Task directions: Check every line of the records below for the string "surface" and copy the ones that have it.

The data:
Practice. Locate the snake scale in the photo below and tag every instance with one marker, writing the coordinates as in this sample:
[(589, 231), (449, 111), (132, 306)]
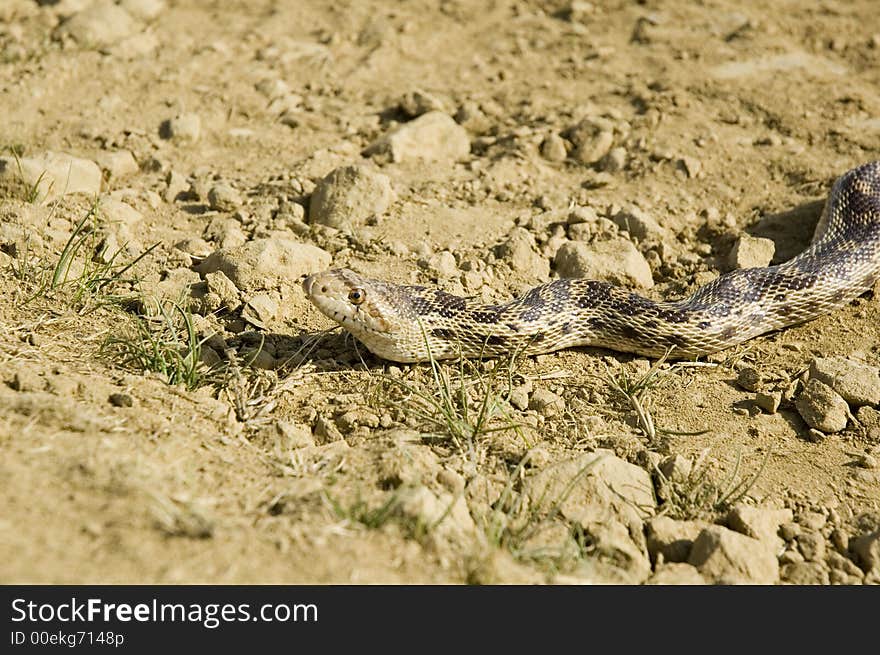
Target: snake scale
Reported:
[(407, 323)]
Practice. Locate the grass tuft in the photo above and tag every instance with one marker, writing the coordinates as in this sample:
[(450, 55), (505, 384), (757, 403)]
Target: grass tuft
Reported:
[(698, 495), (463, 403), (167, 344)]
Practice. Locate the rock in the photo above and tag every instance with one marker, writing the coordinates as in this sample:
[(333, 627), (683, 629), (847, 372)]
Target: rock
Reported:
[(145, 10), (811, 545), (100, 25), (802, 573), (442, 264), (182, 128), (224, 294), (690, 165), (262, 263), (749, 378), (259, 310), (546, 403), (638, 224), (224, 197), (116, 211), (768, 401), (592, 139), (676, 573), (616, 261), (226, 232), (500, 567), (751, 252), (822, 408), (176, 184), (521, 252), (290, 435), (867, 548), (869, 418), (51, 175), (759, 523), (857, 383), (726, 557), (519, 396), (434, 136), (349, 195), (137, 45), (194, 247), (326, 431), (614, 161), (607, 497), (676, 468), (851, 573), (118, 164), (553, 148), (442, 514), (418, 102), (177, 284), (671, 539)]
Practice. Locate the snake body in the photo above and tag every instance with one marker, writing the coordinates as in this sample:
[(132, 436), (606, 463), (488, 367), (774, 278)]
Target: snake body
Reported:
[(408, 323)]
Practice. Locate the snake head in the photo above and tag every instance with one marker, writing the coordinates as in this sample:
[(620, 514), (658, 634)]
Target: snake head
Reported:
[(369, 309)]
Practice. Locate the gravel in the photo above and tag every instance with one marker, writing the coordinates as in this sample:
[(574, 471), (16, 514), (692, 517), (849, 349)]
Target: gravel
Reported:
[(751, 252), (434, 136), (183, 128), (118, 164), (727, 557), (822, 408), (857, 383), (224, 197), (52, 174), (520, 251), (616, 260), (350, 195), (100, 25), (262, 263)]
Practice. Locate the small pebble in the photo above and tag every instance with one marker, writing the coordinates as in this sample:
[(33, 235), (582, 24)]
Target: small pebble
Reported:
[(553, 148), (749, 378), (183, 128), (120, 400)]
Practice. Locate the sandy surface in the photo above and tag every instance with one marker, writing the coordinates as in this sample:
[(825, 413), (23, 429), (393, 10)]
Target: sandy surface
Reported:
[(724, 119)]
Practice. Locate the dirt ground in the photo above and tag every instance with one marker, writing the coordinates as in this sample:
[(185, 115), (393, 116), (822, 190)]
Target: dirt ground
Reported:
--
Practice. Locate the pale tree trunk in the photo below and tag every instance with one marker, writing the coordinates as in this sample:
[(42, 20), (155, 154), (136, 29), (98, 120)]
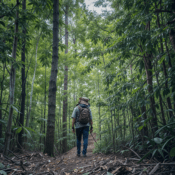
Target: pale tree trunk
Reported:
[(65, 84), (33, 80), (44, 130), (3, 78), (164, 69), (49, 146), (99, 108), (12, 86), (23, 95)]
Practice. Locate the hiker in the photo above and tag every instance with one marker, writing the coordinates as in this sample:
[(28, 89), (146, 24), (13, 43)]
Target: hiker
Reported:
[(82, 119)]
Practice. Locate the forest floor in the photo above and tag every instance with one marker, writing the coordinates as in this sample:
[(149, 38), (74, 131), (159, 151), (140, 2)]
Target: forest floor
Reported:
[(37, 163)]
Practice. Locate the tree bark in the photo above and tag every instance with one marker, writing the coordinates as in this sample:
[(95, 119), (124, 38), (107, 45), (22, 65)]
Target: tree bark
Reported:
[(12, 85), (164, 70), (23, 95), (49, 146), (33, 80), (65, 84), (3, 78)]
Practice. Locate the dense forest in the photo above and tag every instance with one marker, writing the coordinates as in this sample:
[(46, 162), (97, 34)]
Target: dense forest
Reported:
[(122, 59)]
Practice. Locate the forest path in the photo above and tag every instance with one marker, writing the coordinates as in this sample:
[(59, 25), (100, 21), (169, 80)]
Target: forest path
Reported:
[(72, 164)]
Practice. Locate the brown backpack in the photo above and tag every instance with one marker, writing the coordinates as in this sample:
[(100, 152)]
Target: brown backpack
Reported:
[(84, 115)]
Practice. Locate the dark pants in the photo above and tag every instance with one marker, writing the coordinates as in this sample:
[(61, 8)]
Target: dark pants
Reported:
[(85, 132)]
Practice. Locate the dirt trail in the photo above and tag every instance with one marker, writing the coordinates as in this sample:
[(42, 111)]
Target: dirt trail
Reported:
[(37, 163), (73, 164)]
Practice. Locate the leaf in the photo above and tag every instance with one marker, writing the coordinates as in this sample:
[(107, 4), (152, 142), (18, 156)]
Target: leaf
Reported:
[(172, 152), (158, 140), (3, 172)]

Exercise output:
Practice. Locate the sandy surface in the photo above and tag every instance with one marker, writing the coordinates as in this sample:
Target: sandy surface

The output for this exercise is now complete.